**WRITTEN REQUEST**
Swap "beige" for "tan" in the records starting at the line that contains "Identify one point on each instance of the orange" and ending at the line that contains "Identify one point on each instance of the green". Return only those lines, with nothing else changed.

## Begin RAW RECORDS

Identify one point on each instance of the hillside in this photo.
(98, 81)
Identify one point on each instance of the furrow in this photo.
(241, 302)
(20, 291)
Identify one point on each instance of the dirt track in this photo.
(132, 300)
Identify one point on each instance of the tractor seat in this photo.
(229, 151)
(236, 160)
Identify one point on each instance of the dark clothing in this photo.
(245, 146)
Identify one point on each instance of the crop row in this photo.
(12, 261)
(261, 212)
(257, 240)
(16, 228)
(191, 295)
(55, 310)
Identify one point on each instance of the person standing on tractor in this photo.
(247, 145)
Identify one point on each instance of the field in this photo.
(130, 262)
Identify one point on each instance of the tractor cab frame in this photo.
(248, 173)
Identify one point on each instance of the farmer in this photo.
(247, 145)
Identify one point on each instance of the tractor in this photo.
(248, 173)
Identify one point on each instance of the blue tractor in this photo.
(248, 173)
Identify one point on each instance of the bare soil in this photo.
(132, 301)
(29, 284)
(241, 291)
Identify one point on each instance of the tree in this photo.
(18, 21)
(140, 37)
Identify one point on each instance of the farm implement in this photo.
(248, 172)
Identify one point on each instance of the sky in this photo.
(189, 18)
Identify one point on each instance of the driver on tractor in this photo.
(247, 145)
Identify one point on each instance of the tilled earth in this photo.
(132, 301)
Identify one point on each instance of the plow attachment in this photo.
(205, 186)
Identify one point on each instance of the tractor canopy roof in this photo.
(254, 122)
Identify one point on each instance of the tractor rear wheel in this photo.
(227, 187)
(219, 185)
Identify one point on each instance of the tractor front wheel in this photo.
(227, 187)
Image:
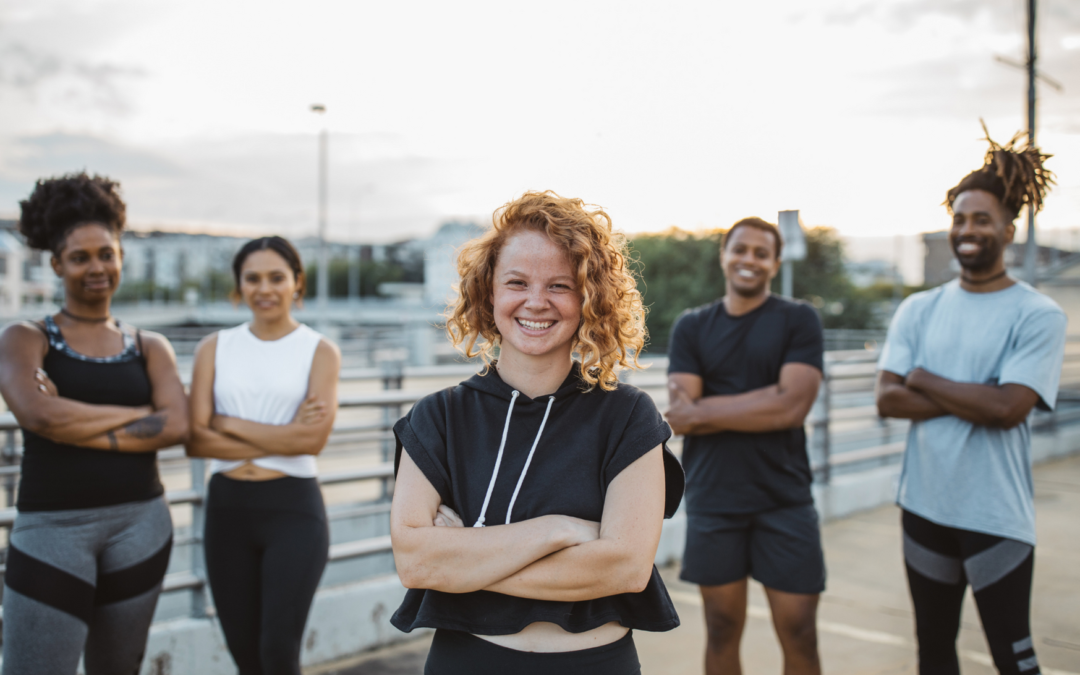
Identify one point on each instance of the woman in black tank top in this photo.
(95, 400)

## End RAW RECORDS
## Begin RAW RECORDS

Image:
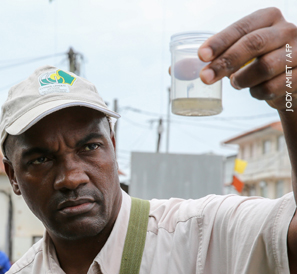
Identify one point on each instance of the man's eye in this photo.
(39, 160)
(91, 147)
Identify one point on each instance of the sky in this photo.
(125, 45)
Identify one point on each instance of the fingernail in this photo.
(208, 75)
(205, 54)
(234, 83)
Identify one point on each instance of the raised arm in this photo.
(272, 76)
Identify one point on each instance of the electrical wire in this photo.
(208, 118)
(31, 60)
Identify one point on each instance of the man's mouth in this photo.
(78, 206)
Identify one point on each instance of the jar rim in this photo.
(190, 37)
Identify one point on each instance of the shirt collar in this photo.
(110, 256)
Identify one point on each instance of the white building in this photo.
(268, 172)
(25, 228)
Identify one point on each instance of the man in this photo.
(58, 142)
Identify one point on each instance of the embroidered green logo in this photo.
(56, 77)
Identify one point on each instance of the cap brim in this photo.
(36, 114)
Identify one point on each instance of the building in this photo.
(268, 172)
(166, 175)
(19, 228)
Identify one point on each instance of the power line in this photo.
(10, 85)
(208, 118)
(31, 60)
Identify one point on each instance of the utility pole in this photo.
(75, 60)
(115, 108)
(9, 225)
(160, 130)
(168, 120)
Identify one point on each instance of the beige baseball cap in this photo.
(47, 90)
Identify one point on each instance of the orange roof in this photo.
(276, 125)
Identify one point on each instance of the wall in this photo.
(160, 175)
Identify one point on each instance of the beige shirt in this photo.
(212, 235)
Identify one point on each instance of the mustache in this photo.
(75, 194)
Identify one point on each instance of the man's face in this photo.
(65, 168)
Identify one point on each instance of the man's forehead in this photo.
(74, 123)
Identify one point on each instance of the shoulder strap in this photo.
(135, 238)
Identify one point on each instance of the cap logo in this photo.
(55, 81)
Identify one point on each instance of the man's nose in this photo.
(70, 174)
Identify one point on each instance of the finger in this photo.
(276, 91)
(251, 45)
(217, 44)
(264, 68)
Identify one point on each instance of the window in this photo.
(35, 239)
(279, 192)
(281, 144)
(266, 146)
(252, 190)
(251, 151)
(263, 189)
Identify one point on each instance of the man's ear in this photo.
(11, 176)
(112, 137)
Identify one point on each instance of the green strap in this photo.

## End RAW RECORDS

**REPLY TO THE TASK**
Identify one point on each instance of the orange roof in this photo.
(276, 125)
Identify one point on each instance of the wall in this photo.
(160, 175)
Identify one point on each instance of the tan shirt in this photo.
(212, 235)
Identify one point on each instance of the mustache in this photo.
(75, 194)
Identify one point on each instance of the man's face in this photo.
(65, 168)
Identify one point on each instance of the man's forehead in this photo.
(74, 123)
Identify one point on each instance of the shoulder strap in this photo.
(135, 238)
Identify one point on each instance of the cap logo in this photo.
(55, 81)
Identify one point on each instance of the man's nose in this photo.
(70, 174)
Identify one point on each instance of the finger in this photo.
(276, 91)
(251, 45)
(217, 44)
(264, 68)
Identify one point on each instance of the window in this photo.
(35, 239)
(279, 192)
(281, 144)
(266, 146)
(252, 190)
(251, 151)
(263, 189)
Identify one point on each instance of the man's ear in this photo.
(11, 176)
(112, 137)
Identify one point on each instance of the green strap in this photo.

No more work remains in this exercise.